TASK TO CARRY OUT:
Extract every one of the lines below and reproduce each one word for word, in the same order.

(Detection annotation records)
========

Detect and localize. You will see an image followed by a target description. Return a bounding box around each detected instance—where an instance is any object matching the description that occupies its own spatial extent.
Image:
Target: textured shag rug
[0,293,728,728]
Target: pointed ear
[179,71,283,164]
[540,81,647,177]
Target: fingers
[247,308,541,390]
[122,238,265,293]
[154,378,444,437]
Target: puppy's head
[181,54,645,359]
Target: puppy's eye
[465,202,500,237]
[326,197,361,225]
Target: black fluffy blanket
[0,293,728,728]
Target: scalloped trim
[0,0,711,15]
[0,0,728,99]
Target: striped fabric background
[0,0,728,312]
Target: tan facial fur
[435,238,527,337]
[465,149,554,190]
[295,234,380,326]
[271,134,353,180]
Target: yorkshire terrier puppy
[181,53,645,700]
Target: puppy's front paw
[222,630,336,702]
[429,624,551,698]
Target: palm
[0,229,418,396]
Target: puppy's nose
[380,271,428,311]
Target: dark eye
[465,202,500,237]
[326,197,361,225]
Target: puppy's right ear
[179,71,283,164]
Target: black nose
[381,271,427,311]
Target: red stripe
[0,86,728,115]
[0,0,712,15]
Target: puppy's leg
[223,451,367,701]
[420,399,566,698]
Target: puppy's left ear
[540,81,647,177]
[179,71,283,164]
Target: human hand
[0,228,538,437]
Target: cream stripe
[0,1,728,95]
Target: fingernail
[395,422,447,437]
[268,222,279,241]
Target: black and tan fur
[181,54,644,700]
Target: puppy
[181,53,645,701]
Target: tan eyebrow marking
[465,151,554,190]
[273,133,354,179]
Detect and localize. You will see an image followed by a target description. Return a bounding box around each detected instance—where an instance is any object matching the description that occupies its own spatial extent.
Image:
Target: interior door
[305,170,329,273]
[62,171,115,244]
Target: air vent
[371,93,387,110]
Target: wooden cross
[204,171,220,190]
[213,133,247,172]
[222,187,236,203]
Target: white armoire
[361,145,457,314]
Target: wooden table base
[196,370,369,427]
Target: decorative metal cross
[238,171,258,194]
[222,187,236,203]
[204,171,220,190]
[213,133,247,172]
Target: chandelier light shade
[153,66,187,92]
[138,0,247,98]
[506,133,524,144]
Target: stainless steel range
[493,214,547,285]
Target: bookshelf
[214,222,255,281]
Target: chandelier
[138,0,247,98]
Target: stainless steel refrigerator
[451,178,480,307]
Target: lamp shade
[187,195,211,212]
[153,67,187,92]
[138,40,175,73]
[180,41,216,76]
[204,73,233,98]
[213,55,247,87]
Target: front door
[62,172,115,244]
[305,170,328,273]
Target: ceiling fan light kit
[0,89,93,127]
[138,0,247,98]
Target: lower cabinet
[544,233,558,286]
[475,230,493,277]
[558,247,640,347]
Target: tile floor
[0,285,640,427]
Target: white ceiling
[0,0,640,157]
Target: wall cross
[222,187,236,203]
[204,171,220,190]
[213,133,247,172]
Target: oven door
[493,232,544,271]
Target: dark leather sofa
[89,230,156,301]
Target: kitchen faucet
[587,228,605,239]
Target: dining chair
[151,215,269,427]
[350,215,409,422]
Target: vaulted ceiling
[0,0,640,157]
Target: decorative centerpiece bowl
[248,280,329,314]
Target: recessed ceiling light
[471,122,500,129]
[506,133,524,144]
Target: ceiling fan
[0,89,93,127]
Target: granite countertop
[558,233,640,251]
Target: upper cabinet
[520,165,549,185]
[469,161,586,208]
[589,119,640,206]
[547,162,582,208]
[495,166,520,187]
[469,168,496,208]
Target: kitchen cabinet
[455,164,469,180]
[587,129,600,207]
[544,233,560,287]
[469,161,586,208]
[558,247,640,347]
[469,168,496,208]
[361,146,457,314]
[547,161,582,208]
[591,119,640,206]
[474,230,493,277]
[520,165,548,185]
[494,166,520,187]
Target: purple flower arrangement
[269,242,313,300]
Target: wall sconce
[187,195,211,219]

========

SOLUTION:
Detect and localize. You will see an image followed by a target description. Return a bounding box around each detected instance—where an instance is any object matching the description that occupies its own spatial extent.
Image:
Target: textured shag rug
[0,293,728,728]
Target: pointed ear
[179,71,283,164]
[540,81,647,177]
Target: fingers
[247,308,541,390]
[122,238,265,293]
[154,378,444,437]
Target: puppy's head
[181,54,645,359]
Target: puppy's eye
[465,202,500,237]
[326,197,361,225]
Target: black fluffy blanket
[0,293,728,728]
Target: scalloped trim
[0,0,711,15]
[0,0,728,99]
Target: striped fabric background
[0,0,728,312]
Target: tan facial fur
[435,238,527,337]
[465,149,554,190]
[295,234,380,326]
[271,134,353,180]
Target: yorkshire terrier puppy
[181,53,645,700]
Target: puppy's front paw
[222,630,336,702]
[429,624,551,698]
Target: palm
[0,229,418,396]
Target: puppy's nose
[380,271,428,311]
Target: dark eye
[465,202,500,237]
[326,197,361,225]
Target: puppy's right ear
[179,71,283,164]
Target: black nose
[381,271,427,311]
Target: red stripe
[0,86,728,115]
[0,0,712,15]
Target: puppy's leg
[223,451,367,701]
[420,399,566,698]
Target: puppy's left ear
[540,81,647,177]
[179,71,283,164]
Target: human hand
[0,228,538,437]
Target: cream stripe
[0,1,728,95]
Target: fingernail
[395,422,447,437]
[268,222,279,241]
Target: black and tan fur
[181,54,644,700]
Target: puppy
[181,53,645,701]
Target: tan eyebrow marking
[465,151,554,190]
[273,133,354,179]
Detect and localize. You will see an image followed by a target description. Return a bounding box around each detected instance—where an instance is any object matching the description that occupies its own spatial extent.
Image:
Target: interior door
[305,170,329,273]
[62,171,115,244]
Target: air vent
[371,93,387,110]
Target: wooden cross
[204,171,220,190]
[213,133,247,172]
[222,187,236,203]
Target: white armoire
[361,145,457,314]
Target: wooden table base
[196,370,369,427]
Target: decorative metal cross
[238,171,258,194]
[222,187,236,203]
[204,171,220,190]
[213,133,247,172]
Target: chandelier light shade
[153,66,187,92]
[138,0,247,98]
[506,133,524,144]
Target: stainless steel range
[493,214,547,285]
Target: bookshelf
[214,222,255,281]
Target: chandelier
[138,0,247,98]
Target: stainless steel refrigerator
[451,178,480,307]
Target: lamp shade
[187,195,211,212]
[153,67,187,92]
[138,40,175,73]
[180,41,216,76]
[204,73,233,98]
[213,55,247,87]
Target: front door
[62,172,115,244]
[305,170,328,273]
Target: ceiling fan light kit
[0,89,93,127]
[138,0,247,98]
Target: lower cabinet
[544,233,558,286]
[475,230,493,277]
[558,247,640,347]
Target: tile floor
[0,285,640,427]
Target: white ceiling
[0,0,640,157]
Target: wall cross
[222,187,236,203]
[204,171,220,190]
[213,133,247,172]
Target: oven door
[493,232,544,271]
Target: dark leather sofa
[89,230,156,301]
Target: kitchen faucet
[587,228,605,239]
Target: dining chair
[151,215,269,427]
[350,215,409,422]
Target: vaulted ceiling
[0,0,640,157]
Target: decorative centerpiece bowl
[248,280,329,314]
Target: recessed ceiling light
[471,122,500,129]
[506,133,524,144]
Target: ceiling fan
[0,89,93,127]
Target: granite countertop
[558,233,640,251]
Target: upper cabinet
[520,165,549,185]
[469,161,586,208]
[589,119,640,206]
[547,162,582,208]
[495,166,520,187]
[469,168,496,208]
Target: kitchen cabinet
[455,164,469,180]
[587,129,600,207]
[544,233,560,287]
[469,161,586,208]
[558,247,640,347]
[469,168,496,208]
[361,146,457,314]
[547,161,582,208]
[591,119,640,206]
[474,230,493,277]
[520,165,548,185]
[494,166,520,187]
Target: purple flower arrangement
[269,242,313,300]
Target: wall sconce
[187,195,211,219]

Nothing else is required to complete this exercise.